→ **EXERCISE**: Each line below should be written out again exactly.

[Records from a data source]
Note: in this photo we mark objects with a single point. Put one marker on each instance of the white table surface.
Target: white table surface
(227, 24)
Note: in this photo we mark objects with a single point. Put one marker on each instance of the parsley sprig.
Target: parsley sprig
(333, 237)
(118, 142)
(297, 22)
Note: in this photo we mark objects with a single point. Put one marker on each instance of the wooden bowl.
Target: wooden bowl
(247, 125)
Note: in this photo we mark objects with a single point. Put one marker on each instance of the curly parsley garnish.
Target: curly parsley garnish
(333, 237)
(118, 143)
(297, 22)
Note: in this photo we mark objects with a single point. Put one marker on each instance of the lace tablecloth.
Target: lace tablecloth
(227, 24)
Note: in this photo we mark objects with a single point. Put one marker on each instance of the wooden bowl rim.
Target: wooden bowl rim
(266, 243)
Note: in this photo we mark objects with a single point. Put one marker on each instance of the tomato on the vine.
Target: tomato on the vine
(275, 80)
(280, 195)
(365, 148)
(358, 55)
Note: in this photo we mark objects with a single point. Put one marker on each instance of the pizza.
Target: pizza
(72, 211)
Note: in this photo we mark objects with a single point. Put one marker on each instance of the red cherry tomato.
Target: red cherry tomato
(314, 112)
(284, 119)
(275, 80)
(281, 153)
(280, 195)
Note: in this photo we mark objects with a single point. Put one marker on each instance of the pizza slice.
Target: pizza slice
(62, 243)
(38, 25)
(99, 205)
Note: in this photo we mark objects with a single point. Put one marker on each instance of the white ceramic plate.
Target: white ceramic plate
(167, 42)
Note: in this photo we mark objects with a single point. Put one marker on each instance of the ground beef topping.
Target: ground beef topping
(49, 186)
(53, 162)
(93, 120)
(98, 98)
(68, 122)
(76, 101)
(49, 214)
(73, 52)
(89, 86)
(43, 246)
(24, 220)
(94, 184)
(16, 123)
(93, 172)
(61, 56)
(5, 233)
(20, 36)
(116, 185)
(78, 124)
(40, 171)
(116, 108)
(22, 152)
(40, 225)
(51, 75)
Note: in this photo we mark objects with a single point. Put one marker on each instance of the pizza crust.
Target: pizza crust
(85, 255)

→ **WRITTEN SOLUTION**:
Note: in this photo we mark objects with a single point. Put one marker on each instance of the white table surface.
Target: white table surface
(227, 24)
Note: in this photo we mark objects with a single point. Put one marker on each instance of the parsley sprig.
Target: parsley sprig
(333, 237)
(118, 142)
(297, 22)
Note: in this photo we mark objects with a single point. Put one marker on each instance of the wooden bowl.
Target: wooden bowl
(247, 125)
Note: in this photo we mark objects with a single point. Put one marker on each instance of the curly parsley garnish.
Target: curly parsley garnish
(333, 237)
(118, 143)
(297, 22)
Note: in this photo we mark objects with a single point. Put one marker on each instance of the lace tablecloth.
Target: lace tablecloth
(227, 24)
Note: in this photo we mark objects with a single point. Put one marker on each instance of the wooden bowl rim.
Target: wooden bowl rim
(266, 243)
Note: in this photo we mark objects with a single point. Put one marker on each instance of the tomato on the vine.
Target: tomato on the vine
(275, 80)
(280, 195)
(365, 148)
(358, 55)
Note: in this photo we mark objects with a single point. Put one marker on each instance of the pizza.
Target: pizza
(72, 211)
Note: in this photo we mark objects with a single point. Put one marker on each instance of the red cherry tomato.
Target: red cherry tomato
(314, 112)
(284, 119)
(275, 80)
(281, 153)
(280, 195)
Note: in this photo we mark objects with a single point. Put one marker on each instance of the pizza slice.
Target: pizza slice
(62, 243)
(38, 25)
(99, 205)
Note: in this photo we mark objects with a single point. Put one marker on each instance of the white ceramic plate.
Target: white ceramic plate
(167, 42)
Note: in this photo we mark objects with a single point. Put one marker on each instance of the ground beef topping.
Target: ground beef topping
(49, 186)
(53, 162)
(93, 120)
(98, 98)
(68, 122)
(76, 101)
(49, 214)
(73, 52)
(89, 86)
(43, 246)
(24, 220)
(94, 184)
(16, 123)
(93, 172)
(61, 56)
(5, 233)
(20, 36)
(116, 185)
(78, 124)
(40, 171)
(116, 108)
(22, 152)
(40, 225)
(51, 75)
Note: in this photo we mark objects with a single point. Put one marker on each instance of the pizza crust.
Target: pizza crust
(85, 255)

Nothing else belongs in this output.